TASK MATERIAL Start Marker
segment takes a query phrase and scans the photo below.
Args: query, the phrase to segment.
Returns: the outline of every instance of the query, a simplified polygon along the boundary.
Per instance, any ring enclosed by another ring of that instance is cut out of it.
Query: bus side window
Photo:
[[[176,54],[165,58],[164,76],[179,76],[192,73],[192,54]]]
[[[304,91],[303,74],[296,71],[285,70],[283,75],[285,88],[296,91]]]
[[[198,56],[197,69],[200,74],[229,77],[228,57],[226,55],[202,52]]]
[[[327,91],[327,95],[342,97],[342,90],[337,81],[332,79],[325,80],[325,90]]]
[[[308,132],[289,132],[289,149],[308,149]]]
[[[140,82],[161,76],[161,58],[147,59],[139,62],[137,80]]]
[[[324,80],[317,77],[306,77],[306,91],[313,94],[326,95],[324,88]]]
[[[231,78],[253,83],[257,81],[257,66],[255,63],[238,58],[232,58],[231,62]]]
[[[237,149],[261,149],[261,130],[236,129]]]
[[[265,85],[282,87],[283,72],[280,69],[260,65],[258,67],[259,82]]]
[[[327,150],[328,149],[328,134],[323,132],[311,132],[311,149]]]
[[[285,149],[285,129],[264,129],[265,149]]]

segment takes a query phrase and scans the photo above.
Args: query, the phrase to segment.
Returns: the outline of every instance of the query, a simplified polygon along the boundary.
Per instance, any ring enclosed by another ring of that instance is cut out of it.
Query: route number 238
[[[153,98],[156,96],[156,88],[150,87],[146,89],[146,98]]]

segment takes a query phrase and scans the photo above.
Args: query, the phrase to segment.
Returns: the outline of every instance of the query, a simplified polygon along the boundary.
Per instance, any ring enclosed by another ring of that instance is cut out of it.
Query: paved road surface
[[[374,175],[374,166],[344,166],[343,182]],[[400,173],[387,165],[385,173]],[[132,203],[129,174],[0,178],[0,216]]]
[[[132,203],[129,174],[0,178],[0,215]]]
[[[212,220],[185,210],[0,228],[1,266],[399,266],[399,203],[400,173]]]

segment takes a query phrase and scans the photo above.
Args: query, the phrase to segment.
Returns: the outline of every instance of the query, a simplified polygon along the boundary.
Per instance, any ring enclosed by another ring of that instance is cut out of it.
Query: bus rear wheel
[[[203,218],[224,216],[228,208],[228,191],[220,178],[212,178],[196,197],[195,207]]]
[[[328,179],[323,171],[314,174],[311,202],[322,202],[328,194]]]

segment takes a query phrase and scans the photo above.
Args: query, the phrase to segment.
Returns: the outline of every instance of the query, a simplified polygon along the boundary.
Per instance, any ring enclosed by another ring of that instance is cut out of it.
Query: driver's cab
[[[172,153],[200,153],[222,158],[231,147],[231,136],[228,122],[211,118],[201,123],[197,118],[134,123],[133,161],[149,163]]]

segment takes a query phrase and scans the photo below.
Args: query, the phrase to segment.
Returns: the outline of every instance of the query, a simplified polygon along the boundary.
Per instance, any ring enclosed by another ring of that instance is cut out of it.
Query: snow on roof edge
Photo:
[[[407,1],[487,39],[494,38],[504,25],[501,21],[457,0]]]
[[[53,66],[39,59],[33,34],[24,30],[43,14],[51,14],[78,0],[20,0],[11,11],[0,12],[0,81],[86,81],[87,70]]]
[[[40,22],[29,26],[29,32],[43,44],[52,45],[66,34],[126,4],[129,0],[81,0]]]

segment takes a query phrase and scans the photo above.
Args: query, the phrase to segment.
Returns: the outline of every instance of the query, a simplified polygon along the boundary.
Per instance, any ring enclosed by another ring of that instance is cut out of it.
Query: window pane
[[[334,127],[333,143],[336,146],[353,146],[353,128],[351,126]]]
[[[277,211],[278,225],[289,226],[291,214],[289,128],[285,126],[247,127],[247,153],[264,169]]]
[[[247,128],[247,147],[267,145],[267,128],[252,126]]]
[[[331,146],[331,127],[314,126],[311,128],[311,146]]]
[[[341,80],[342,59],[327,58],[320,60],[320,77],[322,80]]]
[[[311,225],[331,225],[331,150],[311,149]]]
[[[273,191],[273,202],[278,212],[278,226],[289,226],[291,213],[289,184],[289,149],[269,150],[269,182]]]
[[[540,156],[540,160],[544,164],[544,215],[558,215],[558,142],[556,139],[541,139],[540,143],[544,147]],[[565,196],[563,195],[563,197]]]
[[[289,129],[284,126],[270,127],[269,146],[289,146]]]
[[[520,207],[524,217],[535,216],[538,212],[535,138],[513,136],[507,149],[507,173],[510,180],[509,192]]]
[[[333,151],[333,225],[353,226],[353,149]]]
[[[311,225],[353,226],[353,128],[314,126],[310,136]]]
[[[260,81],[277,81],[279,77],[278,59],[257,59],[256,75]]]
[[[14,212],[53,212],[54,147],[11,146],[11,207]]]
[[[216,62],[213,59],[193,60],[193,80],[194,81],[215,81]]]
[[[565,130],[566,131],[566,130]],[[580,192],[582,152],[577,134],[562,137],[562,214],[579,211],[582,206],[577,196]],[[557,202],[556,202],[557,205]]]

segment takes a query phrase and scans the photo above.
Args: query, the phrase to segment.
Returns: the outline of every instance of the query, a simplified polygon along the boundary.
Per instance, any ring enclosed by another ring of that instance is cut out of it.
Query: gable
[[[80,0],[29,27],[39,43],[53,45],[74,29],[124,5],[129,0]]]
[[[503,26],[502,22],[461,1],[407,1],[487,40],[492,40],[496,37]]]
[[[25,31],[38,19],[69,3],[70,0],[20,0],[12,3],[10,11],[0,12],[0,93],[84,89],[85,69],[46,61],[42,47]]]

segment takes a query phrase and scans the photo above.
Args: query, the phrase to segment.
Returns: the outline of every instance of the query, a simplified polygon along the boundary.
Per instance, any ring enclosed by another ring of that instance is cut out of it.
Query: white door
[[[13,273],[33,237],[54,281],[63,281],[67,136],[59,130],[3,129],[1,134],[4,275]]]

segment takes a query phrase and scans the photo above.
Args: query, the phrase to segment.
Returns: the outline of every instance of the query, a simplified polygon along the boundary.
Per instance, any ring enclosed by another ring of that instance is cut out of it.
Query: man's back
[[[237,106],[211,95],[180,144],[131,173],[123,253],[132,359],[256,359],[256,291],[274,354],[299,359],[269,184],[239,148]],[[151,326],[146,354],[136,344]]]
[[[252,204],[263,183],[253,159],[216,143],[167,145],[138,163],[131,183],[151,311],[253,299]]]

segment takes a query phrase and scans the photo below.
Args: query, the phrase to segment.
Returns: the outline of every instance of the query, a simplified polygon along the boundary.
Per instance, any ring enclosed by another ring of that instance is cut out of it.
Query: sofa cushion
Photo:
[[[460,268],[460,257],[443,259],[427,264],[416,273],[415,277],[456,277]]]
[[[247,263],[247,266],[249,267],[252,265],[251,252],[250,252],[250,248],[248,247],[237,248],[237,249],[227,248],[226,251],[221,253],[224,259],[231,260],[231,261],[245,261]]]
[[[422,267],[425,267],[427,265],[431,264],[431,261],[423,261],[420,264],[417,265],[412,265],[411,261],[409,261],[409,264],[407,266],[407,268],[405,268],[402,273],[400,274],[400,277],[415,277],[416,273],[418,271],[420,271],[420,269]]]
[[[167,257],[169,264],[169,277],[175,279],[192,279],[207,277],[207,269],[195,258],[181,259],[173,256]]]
TASK MATERIAL End Marker
__TASK__
Repeat the listing above exactly. Add nothing.

__OUTPUT FOR THIS TASK__
segment takes a query phrase and scans the photo below.
Args: query, the phrase to segment.
Returns: the outline of every instance of the query, a simplified polygon along the boundary.
Per instance, any ring enclosed by another ring of that instance is cut out of it.
Query: bus side window
Photo:
[[[176,54],[165,58],[164,76],[179,76],[192,73],[192,54]]]
[[[304,91],[303,74],[296,71],[285,70],[283,75],[285,88],[296,91]]]
[[[198,56],[197,69],[200,74],[229,77],[228,57],[226,55],[202,52]]]
[[[327,91],[327,95],[342,97],[342,90],[337,81],[332,79],[325,80],[325,90]]]
[[[308,132],[289,132],[289,149],[308,149]]]
[[[140,82],[161,76],[161,58],[147,59],[139,62],[137,80]]]
[[[324,80],[317,77],[306,77],[306,91],[313,94],[326,95],[324,88]]]
[[[231,78],[253,83],[257,81],[257,66],[255,63],[238,58],[232,58],[231,62]]]
[[[237,149],[261,149],[261,130],[236,129]]]
[[[265,85],[282,87],[283,72],[280,69],[260,65],[258,67],[259,82]]]
[[[327,150],[328,149],[328,134],[323,132],[311,132],[311,149]]]
[[[285,149],[285,129],[264,129],[265,149]]]

segment takes a query phrase and scans the photo above.
Args: query, the phrase to segment.
Returns: the outline of every instance of the query, a simplified polygon along the boundary.
Per instance, any ring enclosed by another ring of that instance is cut out of it.
Query: route number 238
[[[153,98],[156,96],[156,88],[150,87],[146,89],[146,98]]]

segment takes a query phrase and scans the photo above.
Args: query, the phrase to segment.
Returns: the outline of every instance of the query, a simplified polygon along the boundary.
Per instance, any ring enclosed by another ring of that instance is cut out of it.
Query: paved road surface
[[[374,175],[374,166],[344,166],[343,182]],[[400,173],[387,165],[385,173]],[[132,203],[129,174],[0,178],[0,216]]]
[[[132,203],[129,174],[0,178],[0,215]]]
[[[212,220],[185,210],[0,228],[1,266],[399,266],[399,203],[400,173]]]

segment takes a query phrase and scans the photo above.
Args: query, the phrase to segment.
Returns: the outline of every instance of the query, a simplified polygon along the boundary.
Per instance, any ring enclosed by another ring of that instance is cut out of it.
Query: bus rear wheel
[[[203,218],[224,216],[228,208],[228,191],[220,178],[212,178],[196,197],[195,207]]]
[[[328,179],[323,171],[314,174],[311,202],[322,202],[328,194]]]

segment takes a query phrase and scans the photo above.
Args: query, the phrase to segment.
Returns: the outline of every instance of the query, a simplified polygon along the boundary.
Per instance, any ring enclosed by another ring of that instance is cut out of it.
Query: driver's cab
[[[172,153],[200,153],[222,158],[231,147],[231,136],[228,122],[211,118],[201,123],[197,118],[134,123],[133,161],[149,163]]]

segment takes a query phrase and scans the photo below.
Args: query, the phrase to segment.
Returns: the outline of every instance of the query, a simplified polygon along the boundary.
Per instance, any ring enclosed by another ring of that instance is cut out of it.
Query: snow on roof edge
Photo:
[[[407,1],[487,39],[494,38],[504,25],[501,21],[457,0]]]
[[[53,66],[39,59],[33,34],[24,30],[43,14],[51,14],[78,0],[20,0],[11,11],[0,12],[0,81],[86,81],[87,70]]]
[[[40,22],[29,26],[29,32],[43,44],[52,45],[66,34],[126,4],[129,0],[81,0]]]

segment takes a query phrase and scans the photo above.
Args: query, the phrase to segment.
Returns: the outline of every instance of the query, a simplified polygon along the boundary.
Per instance, any ring enclosed by another ring of that instance is cut out of it.
Query: window pane
[[[334,127],[333,143],[336,146],[353,146],[353,128],[351,126]]]
[[[277,211],[278,225],[289,226],[291,214],[289,128],[285,126],[247,127],[247,153],[264,169]]]
[[[247,128],[247,147],[267,145],[267,128],[252,126]]]
[[[331,146],[331,127],[314,126],[311,128],[311,146]]]
[[[341,80],[342,59],[327,58],[320,60],[320,77],[322,80]]]
[[[311,225],[331,225],[331,150],[311,149]]]
[[[273,191],[273,202],[278,212],[278,226],[289,226],[291,213],[289,184],[289,149],[269,150],[269,182]]]
[[[540,156],[540,160],[544,164],[544,215],[558,215],[558,142],[556,139],[541,139],[540,143],[544,147]],[[565,196],[563,195],[563,197]]]
[[[289,129],[284,126],[270,127],[269,146],[289,146]]]
[[[520,207],[524,217],[535,216],[538,212],[535,138],[513,136],[507,149],[507,173],[510,180],[509,192]]]
[[[333,151],[333,225],[353,226],[353,149]]]
[[[311,225],[353,226],[353,128],[314,126],[310,136]]]
[[[260,81],[277,81],[279,77],[278,59],[257,59],[256,75]]]
[[[14,212],[53,212],[54,147],[11,146],[11,207]]]
[[[216,62],[213,59],[193,60],[193,80],[194,81],[215,81]]]
[[[565,130],[566,131],[566,130]],[[580,192],[582,152],[577,134],[562,137],[562,214],[579,211],[582,206],[577,196]],[[557,202],[556,202],[557,205]]]

segment takes a query phrase and scans the photo above.
Args: query, the phrase to segment.
Returns: the outline of every instance of the query, a simplified polygon along the boundary.
Per instance, any ring enclosed by another ring of that instance is cut out of it.
Query: gable
[[[80,0],[29,27],[39,43],[53,45],[74,29],[124,5],[129,0]]]
[[[503,26],[502,22],[461,1],[407,1],[487,40],[492,40],[496,37]]]
[[[25,31],[38,19],[69,3],[70,0],[20,0],[12,3],[10,11],[0,12],[0,93],[84,89],[85,69],[46,61],[42,47]]]

segment takes a query phrase and scans the photo above.
Args: query, the phrase to segment.
Returns: the outline of every instance of the query, a simplified polygon along the boundary.
Per instance, any ring enclosed by another ring of that instance is cut out of it.
Query: white door
[[[13,273],[33,237],[54,281],[63,281],[67,136],[59,130],[3,129],[1,134],[4,275]]]

segment takes a query phrase and scans the photo above.
Args: query, the phrase to segment.
Returns: the outline of every instance of the query, a simplified polygon along the boundary.
Per instance, any ring enclosed by another ring of that instance is cut out of it.
Query: man's back
[[[237,106],[211,95],[180,144],[131,173],[123,253],[132,359],[256,359],[256,291],[274,354],[299,359],[269,184],[239,148]],[[151,326],[146,354],[136,344]]]
[[[252,204],[263,183],[253,159],[216,143],[167,145],[138,163],[131,183],[151,311],[253,299]]]

segment takes a query phrase and scans the photo below.
Args: query, the phrase to segment.
Returns: the outline of every instance of the query, a simplified polygon along the boundary.
Per instance, any ring enclosed by another ring of that instance is cut out of it.
Query: sofa cushion
Photo:
[[[460,268],[460,257],[443,259],[427,264],[416,273],[415,277],[456,277]]]
[[[247,263],[247,266],[249,267],[252,265],[251,252],[250,252],[250,248],[248,247],[237,248],[237,249],[227,248],[226,251],[221,253],[224,259],[231,260],[231,261],[245,261]]]
[[[422,267],[425,267],[427,265],[431,264],[431,261],[423,261],[420,264],[417,265],[412,265],[411,261],[409,261],[409,264],[407,266],[407,268],[405,268],[402,273],[400,274],[400,277],[415,277],[416,273],[418,271],[420,271],[420,269]]]
[[[167,257],[169,264],[169,277],[175,279],[192,279],[207,277],[207,269],[195,258],[181,259],[173,256]]]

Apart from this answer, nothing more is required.